Rows from an annotation dataset:
....................
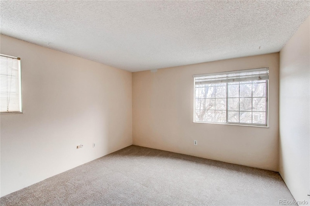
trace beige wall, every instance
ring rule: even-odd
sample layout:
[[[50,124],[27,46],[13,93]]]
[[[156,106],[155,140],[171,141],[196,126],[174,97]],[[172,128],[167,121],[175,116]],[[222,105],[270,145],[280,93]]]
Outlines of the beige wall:
[[[133,73],[133,144],[278,171],[279,64],[274,53]],[[268,128],[193,122],[193,74],[265,67]]]
[[[1,196],[132,144],[131,73],[3,35],[0,53],[23,109],[0,116]]]
[[[280,52],[279,173],[296,201],[310,190],[310,17]]]

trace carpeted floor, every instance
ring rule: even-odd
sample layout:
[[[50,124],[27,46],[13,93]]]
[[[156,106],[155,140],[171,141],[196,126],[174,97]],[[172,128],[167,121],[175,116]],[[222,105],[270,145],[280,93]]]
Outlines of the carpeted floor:
[[[279,173],[131,146],[0,199],[0,206],[279,206]]]

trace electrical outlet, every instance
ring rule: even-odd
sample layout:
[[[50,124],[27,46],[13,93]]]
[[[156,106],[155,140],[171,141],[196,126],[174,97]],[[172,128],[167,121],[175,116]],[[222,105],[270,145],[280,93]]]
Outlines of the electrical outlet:
[[[84,146],[84,145],[82,145],[81,144],[79,145],[78,145],[77,146],[77,149],[79,149],[80,148],[82,148]]]

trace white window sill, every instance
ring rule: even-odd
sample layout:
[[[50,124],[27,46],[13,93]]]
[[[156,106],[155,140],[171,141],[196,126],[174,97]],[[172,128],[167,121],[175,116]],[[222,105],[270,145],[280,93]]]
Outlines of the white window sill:
[[[0,115],[9,115],[14,114],[23,114],[23,112],[0,112]]]
[[[193,121],[193,123],[206,123],[206,124],[221,124],[224,125],[236,125],[236,126],[246,126],[249,127],[262,127],[263,128],[269,128],[269,126],[263,126],[263,125],[250,125],[250,124],[230,124],[230,123],[218,123],[218,122],[205,122],[202,121]]]

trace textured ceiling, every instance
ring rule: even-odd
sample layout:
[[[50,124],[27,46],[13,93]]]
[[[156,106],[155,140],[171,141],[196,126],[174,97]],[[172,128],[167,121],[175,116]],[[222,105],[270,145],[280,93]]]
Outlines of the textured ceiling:
[[[0,4],[1,33],[131,72],[278,52],[310,15],[309,1]]]

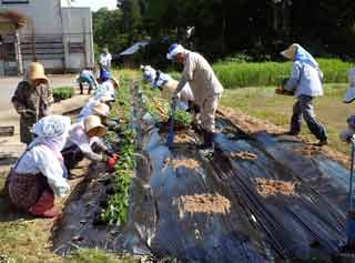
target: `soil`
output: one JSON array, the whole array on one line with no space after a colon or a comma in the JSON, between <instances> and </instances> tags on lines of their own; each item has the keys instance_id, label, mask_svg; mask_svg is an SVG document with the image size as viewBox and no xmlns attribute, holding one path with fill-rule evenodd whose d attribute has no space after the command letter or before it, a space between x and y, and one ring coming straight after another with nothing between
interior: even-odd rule
<instances>
[{"instance_id":1,"label":"soil","mask_svg":"<svg viewBox=\"0 0 355 263\"><path fill-rule=\"evenodd\" d=\"M268 134L273 134L274 136L277 138L277 136L282 136L286 132L286 130L281 127L277 127L267 121L247 115L237 109L221 107L219 108L219 113L227 118L229 120L231 120L233 124L236 125L236 128L239 128L243 132L251 135L256 134L258 132L267 132ZM302 150L301 152L298 151L298 153L305 153L308 156L322 153L323 155L338 162L344 166L351 165L349 156L338 151L335 151L328 146L322 146L322 148L315 146L313 145L311 140L306 136L303 136L303 135L296 136L296 138L287 136L287 140L292 142L300 142L305 144L304 150Z\"/></svg>"},{"instance_id":2,"label":"soil","mask_svg":"<svg viewBox=\"0 0 355 263\"><path fill-rule=\"evenodd\" d=\"M231 202L220 194L194 194L181 196L178 201L182 213L226 214Z\"/></svg>"},{"instance_id":3,"label":"soil","mask_svg":"<svg viewBox=\"0 0 355 263\"><path fill-rule=\"evenodd\" d=\"M199 169L201 166L200 162L194 159L165 159L164 161L164 169L168 168L168 165L172 165L174 170L176 171L179 168L186 168L191 170Z\"/></svg>"},{"instance_id":4,"label":"soil","mask_svg":"<svg viewBox=\"0 0 355 263\"><path fill-rule=\"evenodd\" d=\"M264 178L258 178L255 180L257 184L257 192L264 198L276 196L276 195L287 195L296 196L295 191L296 183L270 180Z\"/></svg>"},{"instance_id":5,"label":"soil","mask_svg":"<svg viewBox=\"0 0 355 263\"><path fill-rule=\"evenodd\" d=\"M247 161L253 161L257 159L257 155L252 152L232 152L231 156Z\"/></svg>"},{"instance_id":6,"label":"soil","mask_svg":"<svg viewBox=\"0 0 355 263\"><path fill-rule=\"evenodd\" d=\"M196 143L196 139L189 133L178 133L174 138L176 143Z\"/></svg>"}]
</instances>

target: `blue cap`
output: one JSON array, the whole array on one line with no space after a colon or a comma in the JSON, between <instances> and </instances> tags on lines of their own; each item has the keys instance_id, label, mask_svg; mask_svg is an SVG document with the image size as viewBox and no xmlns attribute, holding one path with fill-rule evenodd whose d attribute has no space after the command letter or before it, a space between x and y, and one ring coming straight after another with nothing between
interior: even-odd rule
<instances>
[{"instance_id":1,"label":"blue cap","mask_svg":"<svg viewBox=\"0 0 355 263\"><path fill-rule=\"evenodd\" d=\"M168 53L171 53L174 49L176 49L179 43L173 43L169 47Z\"/></svg>"},{"instance_id":2,"label":"blue cap","mask_svg":"<svg viewBox=\"0 0 355 263\"><path fill-rule=\"evenodd\" d=\"M103 81L105 81L105 80L110 80L111 79L111 73L110 73L110 71L106 71L106 70L103 70L102 72L101 72L101 80L103 80Z\"/></svg>"}]
</instances>

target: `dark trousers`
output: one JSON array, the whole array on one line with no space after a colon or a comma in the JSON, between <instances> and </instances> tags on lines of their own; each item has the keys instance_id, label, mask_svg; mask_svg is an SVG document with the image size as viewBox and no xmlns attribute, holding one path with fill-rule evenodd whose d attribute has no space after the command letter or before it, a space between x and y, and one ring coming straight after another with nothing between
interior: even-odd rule
<instances>
[{"instance_id":1,"label":"dark trousers","mask_svg":"<svg viewBox=\"0 0 355 263\"><path fill-rule=\"evenodd\" d=\"M310 95L298 97L297 102L293 107L291 119L291 132L300 133L302 128L302 117L308 125L310 131L318 139L327 139L324 125L316 119L312 104L313 98Z\"/></svg>"},{"instance_id":2,"label":"dark trousers","mask_svg":"<svg viewBox=\"0 0 355 263\"><path fill-rule=\"evenodd\" d=\"M84 159L84 154L77 145L63 149L62 155L68 170L74 169L75 165Z\"/></svg>"}]
</instances>

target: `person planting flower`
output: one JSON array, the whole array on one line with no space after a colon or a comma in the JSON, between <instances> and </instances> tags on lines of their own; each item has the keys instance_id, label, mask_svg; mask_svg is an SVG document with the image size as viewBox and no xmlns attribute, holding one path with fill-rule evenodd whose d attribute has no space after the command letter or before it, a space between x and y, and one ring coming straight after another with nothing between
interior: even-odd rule
<instances>
[{"instance_id":1,"label":"person planting flower","mask_svg":"<svg viewBox=\"0 0 355 263\"><path fill-rule=\"evenodd\" d=\"M314 98L323 95L323 73L318 63L297 43L290 45L281 54L294 61L291 78L283 89L294 92L297 98L293 107L291 129L287 134L298 135L301 133L303 117L311 132L320 140L317 145L328 144L325 127L316 119L313 108Z\"/></svg>"}]
</instances>

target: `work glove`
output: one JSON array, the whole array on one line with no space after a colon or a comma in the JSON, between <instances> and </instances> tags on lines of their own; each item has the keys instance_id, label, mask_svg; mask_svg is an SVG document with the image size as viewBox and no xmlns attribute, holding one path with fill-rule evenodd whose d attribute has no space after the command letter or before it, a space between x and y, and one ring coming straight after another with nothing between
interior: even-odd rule
<instances>
[{"instance_id":1,"label":"work glove","mask_svg":"<svg viewBox=\"0 0 355 263\"><path fill-rule=\"evenodd\" d=\"M341 132L339 139L342 142L352 142L352 140L354 140L354 133L355 133L354 130L347 129Z\"/></svg>"},{"instance_id":2,"label":"work glove","mask_svg":"<svg viewBox=\"0 0 355 263\"><path fill-rule=\"evenodd\" d=\"M69 186L67 186L67 188L65 186L54 188L53 190L54 190L54 194L60 196L60 198L63 198L63 196L68 195L69 192L70 192L70 188Z\"/></svg>"},{"instance_id":3,"label":"work glove","mask_svg":"<svg viewBox=\"0 0 355 263\"><path fill-rule=\"evenodd\" d=\"M347 125L349 129L354 129L355 130L355 115L351 115L347 120Z\"/></svg>"},{"instance_id":4,"label":"work glove","mask_svg":"<svg viewBox=\"0 0 355 263\"><path fill-rule=\"evenodd\" d=\"M106 161L106 164L110 169L113 169L114 165L118 163L118 159L116 158L109 158Z\"/></svg>"},{"instance_id":5,"label":"work glove","mask_svg":"<svg viewBox=\"0 0 355 263\"><path fill-rule=\"evenodd\" d=\"M33 110L22 110L22 111L20 111L20 114L22 115L22 117L24 117L24 118L33 118L33 117L36 117L36 111L33 111Z\"/></svg>"}]
</instances>

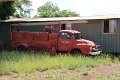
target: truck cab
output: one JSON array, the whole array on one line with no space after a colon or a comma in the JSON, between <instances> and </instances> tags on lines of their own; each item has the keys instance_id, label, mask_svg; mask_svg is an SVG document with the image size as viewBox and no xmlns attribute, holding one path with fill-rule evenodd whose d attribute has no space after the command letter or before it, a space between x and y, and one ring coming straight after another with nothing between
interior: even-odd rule
<instances>
[{"instance_id":1,"label":"truck cab","mask_svg":"<svg viewBox=\"0 0 120 80\"><path fill-rule=\"evenodd\" d=\"M93 41L82 39L81 33L76 30L61 30L58 37L58 50L72 54L84 53L97 55L102 52L99 45Z\"/></svg>"}]
</instances>

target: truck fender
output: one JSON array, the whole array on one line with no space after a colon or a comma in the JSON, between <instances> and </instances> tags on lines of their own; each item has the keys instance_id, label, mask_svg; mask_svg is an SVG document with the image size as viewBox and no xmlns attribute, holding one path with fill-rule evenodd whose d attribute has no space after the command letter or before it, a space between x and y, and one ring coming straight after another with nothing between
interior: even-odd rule
<instances>
[{"instance_id":1,"label":"truck fender","mask_svg":"<svg viewBox=\"0 0 120 80\"><path fill-rule=\"evenodd\" d=\"M17 45L17 47L18 47L18 46L24 46L24 47L27 48L27 47L28 47L28 44L26 44L26 43L20 43L20 44Z\"/></svg>"},{"instance_id":2,"label":"truck fender","mask_svg":"<svg viewBox=\"0 0 120 80\"><path fill-rule=\"evenodd\" d=\"M68 52L71 53L71 51L73 51L73 50L79 50L81 52L81 50L79 48L73 48L73 49L69 50Z\"/></svg>"}]
</instances>

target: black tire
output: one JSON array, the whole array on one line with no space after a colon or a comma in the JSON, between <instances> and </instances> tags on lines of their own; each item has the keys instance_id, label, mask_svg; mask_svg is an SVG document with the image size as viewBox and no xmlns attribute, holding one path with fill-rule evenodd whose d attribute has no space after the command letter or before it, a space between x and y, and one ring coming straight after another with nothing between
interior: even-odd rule
<instances>
[{"instance_id":1,"label":"black tire","mask_svg":"<svg viewBox=\"0 0 120 80\"><path fill-rule=\"evenodd\" d=\"M73 49L70 53L73 55L79 55L81 51L79 49Z\"/></svg>"},{"instance_id":2,"label":"black tire","mask_svg":"<svg viewBox=\"0 0 120 80\"><path fill-rule=\"evenodd\" d=\"M26 51L26 47L23 45L18 46L16 49L17 51Z\"/></svg>"}]
</instances>

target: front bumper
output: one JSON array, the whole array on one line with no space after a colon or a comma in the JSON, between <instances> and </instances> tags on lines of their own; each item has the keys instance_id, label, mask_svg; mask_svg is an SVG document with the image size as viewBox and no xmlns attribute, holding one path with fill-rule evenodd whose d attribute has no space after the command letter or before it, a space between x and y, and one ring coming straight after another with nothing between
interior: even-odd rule
<instances>
[{"instance_id":1,"label":"front bumper","mask_svg":"<svg viewBox=\"0 0 120 80\"><path fill-rule=\"evenodd\" d=\"M96 52L90 52L91 55L99 55L102 53L102 50Z\"/></svg>"},{"instance_id":2,"label":"front bumper","mask_svg":"<svg viewBox=\"0 0 120 80\"><path fill-rule=\"evenodd\" d=\"M91 55L99 55L102 53L100 45L96 45L96 48L93 48L92 51L89 53Z\"/></svg>"}]
</instances>

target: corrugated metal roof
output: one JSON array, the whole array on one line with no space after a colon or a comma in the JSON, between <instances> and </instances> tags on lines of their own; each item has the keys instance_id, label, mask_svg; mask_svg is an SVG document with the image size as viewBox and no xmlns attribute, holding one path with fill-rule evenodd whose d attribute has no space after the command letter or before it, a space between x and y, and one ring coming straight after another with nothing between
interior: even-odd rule
<instances>
[{"instance_id":1,"label":"corrugated metal roof","mask_svg":"<svg viewBox=\"0 0 120 80\"><path fill-rule=\"evenodd\" d=\"M56 18L15 18L1 20L1 22L47 22L47 21L74 21L82 20L80 17L56 17Z\"/></svg>"},{"instance_id":2,"label":"corrugated metal roof","mask_svg":"<svg viewBox=\"0 0 120 80\"><path fill-rule=\"evenodd\" d=\"M114 16L87 16L87 17L55 17L55 18L14 18L1 20L0 22L48 22L48 21L84 21L84 20L101 20L117 19L120 15Z\"/></svg>"}]
</instances>

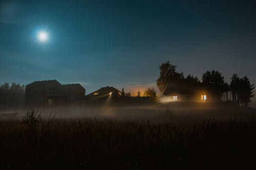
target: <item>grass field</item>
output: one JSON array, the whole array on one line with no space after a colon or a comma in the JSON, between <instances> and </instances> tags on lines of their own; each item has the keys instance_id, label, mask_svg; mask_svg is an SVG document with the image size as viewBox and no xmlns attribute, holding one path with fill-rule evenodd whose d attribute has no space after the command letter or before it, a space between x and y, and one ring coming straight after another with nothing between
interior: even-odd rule
<instances>
[{"instance_id":1,"label":"grass field","mask_svg":"<svg viewBox=\"0 0 256 170\"><path fill-rule=\"evenodd\" d=\"M256 168L252 113L238 118L228 113L219 118L221 113L161 113L161 121L152 114L148 119L44 118L31 111L23 119L2 120L0 169Z\"/></svg>"}]
</instances>

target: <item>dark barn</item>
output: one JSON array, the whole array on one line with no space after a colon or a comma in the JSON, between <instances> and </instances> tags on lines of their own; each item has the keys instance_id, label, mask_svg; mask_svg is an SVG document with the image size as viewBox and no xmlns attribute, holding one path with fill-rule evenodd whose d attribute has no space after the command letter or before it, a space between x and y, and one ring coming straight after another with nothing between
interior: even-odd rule
<instances>
[{"instance_id":1,"label":"dark barn","mask_svg":"<svg viewBox=\"0 0 256 170\"><path fill-rule=\"evenodd\" d=\"M61 85L56 80L35 81L26 86L27 106L77 104L85 97L86 89L79 84Z\"/></svg>"}]
</instances>

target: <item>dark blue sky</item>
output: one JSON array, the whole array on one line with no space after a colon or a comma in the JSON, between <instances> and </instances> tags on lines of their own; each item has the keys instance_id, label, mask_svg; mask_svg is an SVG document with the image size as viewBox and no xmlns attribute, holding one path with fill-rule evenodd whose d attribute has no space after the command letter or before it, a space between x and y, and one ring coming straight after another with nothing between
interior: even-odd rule
<instances>
[{"instance_id":1,"label":"dark blue sky","mask_svg":"<svg viewBox=\"0 0 256 170\"><path fill-rule=\"evenodd\" d=\"M185 75L217 69L256 83L254 2L1 1L0 83L132 90L155 86L167 60Z\"/></svg>"}]
</instances>

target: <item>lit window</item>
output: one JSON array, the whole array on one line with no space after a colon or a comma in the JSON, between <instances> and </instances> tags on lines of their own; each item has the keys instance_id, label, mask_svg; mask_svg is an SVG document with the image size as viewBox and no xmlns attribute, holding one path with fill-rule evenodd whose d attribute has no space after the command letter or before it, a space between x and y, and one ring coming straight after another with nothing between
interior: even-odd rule
<instances>
[{"instance_id":1,"label":"lit window","mask_svg":"<svg viewBox=\"0 0 256 170\"><path fill-rule=\"evenodd\" d=\"M50 94L54 94L54 89L50 89Z\"/></svg>"},{"instance_id":2,"label":"lit window","mask_svg":"<svg viewBox=\"0 0 256 170\"><path fill-rule=\"evenodd\" d=\"M54 101L53 99L48 99L48 105L49 106L53 105Z\"/></svg>"},{"instance_id":3,"label":"lit window","mask_svg":"<svg viewBox=\"0 0 256 170\"><path fill-rule=\"evenodd\" d=\"M201 100L202 101L206 101L206 95L201 95Z\"/></svg>"}]
</instances>

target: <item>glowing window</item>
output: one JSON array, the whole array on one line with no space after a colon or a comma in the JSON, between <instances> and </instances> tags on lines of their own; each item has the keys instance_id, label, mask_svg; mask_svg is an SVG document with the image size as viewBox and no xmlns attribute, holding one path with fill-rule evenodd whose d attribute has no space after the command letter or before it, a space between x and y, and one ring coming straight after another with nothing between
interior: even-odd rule
<instances>
[{"instance_id":1,"label":"glowing window","mask_svg":"<svg viewBox=\"0 0 256 170\"><path fill-rule=\"evenodd\" d=\"M201 95L201 100L202 101L206 101L206 95Z\"/></svg>"},{"instance_id":2,"label":"glowing window","mask_svg":"<svg viewBox=\"0 0 256 170\"><path fill-rule=\"evenodd\" d=\"M50 89L50 94L54 94L54 89Z\"/></svg>"},{"instance_id":3,"label":"glowing window","mask_svg":"<svg viewBox=\"0 0 256 170\"><path fill-rule=\"evenodd\" d=\"M53 105L54 101L53 99L48 99L48 105L49 106Z\"/></svg>"}]
</instances>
....................
| WRITTEN REQUEST |
Output the lines from the start of the rows through the line containing "Outlines of the beige", inclusive, as a JSON list of strings with one string per line and blank lines omitted. Leave the pictures out.

| FULL SOLUTION |
[
  "trace beige wall, every instance",
  "ring rule: even-odd",
  "sample layout:",
  "[[[50,124],[27,46],[13,93]]]",
  "[[[156,106],[155,140],[171,141],[196,126],[174,97]],[[172,128],[167,121],[175,116]],[[222,105],[270,145],[280,93]]]",
  "Outlines of the beige wall:"
]